:: Given data
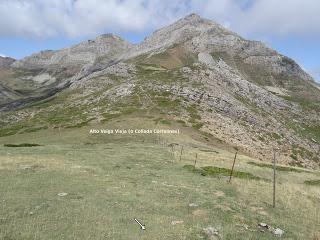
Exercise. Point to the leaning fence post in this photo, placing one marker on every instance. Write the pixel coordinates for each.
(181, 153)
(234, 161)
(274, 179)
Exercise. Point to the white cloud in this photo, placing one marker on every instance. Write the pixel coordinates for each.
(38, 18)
::::
:: Given data
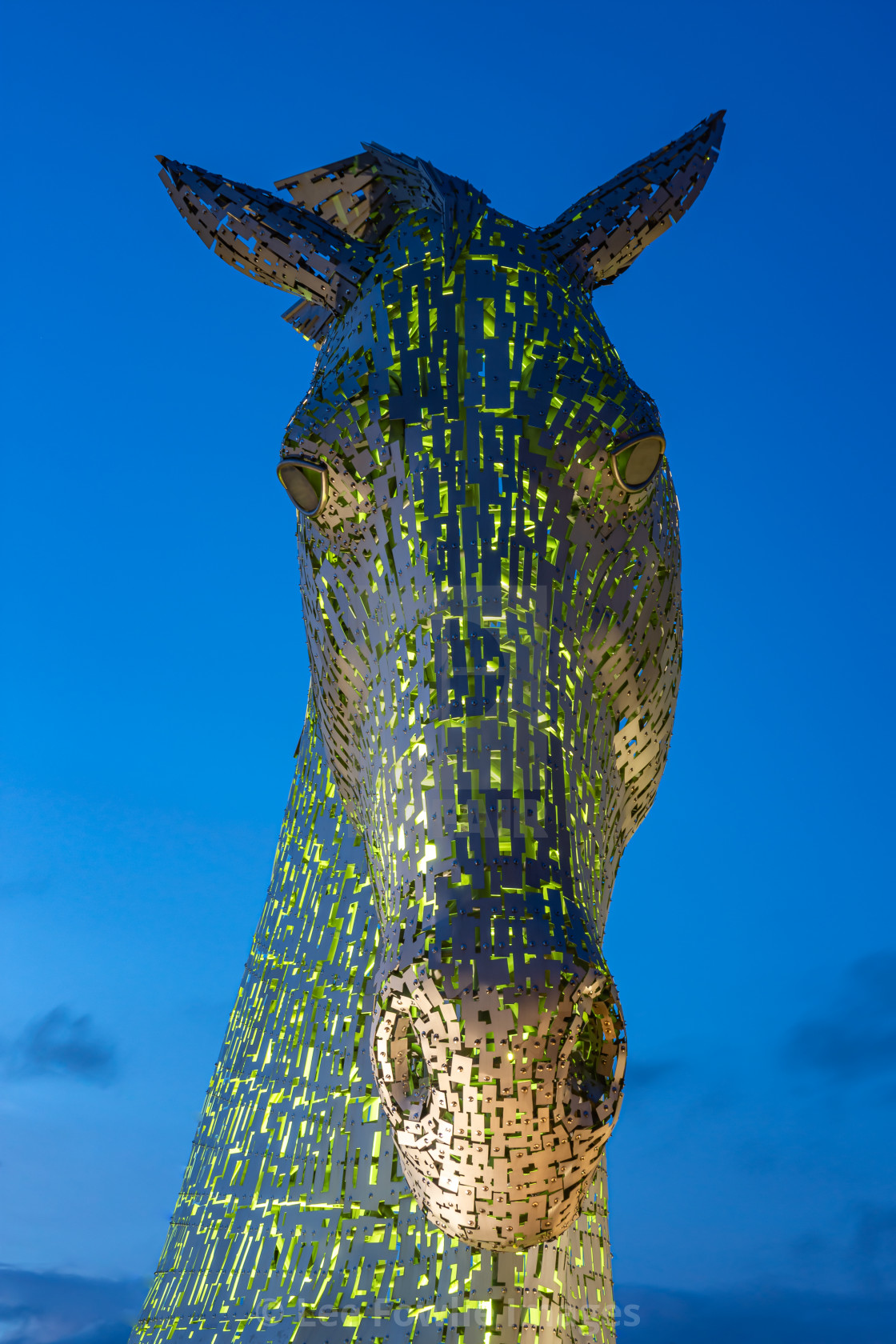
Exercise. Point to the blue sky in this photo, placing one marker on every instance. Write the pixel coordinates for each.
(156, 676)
::::
### Stated goal
Pick out every line of the data above that contains the word "pixel" and copy each of those lines.

### The response
Exercise. Point to the leaning fence post in this photo, placing one marker on every instance. Write the pixel coordinates for each.
Exercise. Point to the white cloud in this photo, placing one marker on every instance. Write the pixel coordinates for each.
Exercise. Point to the blue sky in this photo, placing one marker on every instance. Write the pixel coordinates for each.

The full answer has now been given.